▶ _WHAT THIS TASK INVOLVES_
Retype each of the rows below verbatim, keeping every line, symbol, and space unchanged.

▶ _Rows from a dataset_
════
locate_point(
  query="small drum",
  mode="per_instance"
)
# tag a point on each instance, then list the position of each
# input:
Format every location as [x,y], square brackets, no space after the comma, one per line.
════
▶ _OUTPUT_
locate_point(
  query="small drum",
  mode="per_instance"
)
# tag a point on each instance, then list the position of each
# input:
Format every location as [x,y], square brackets, no space after the comma, one per line.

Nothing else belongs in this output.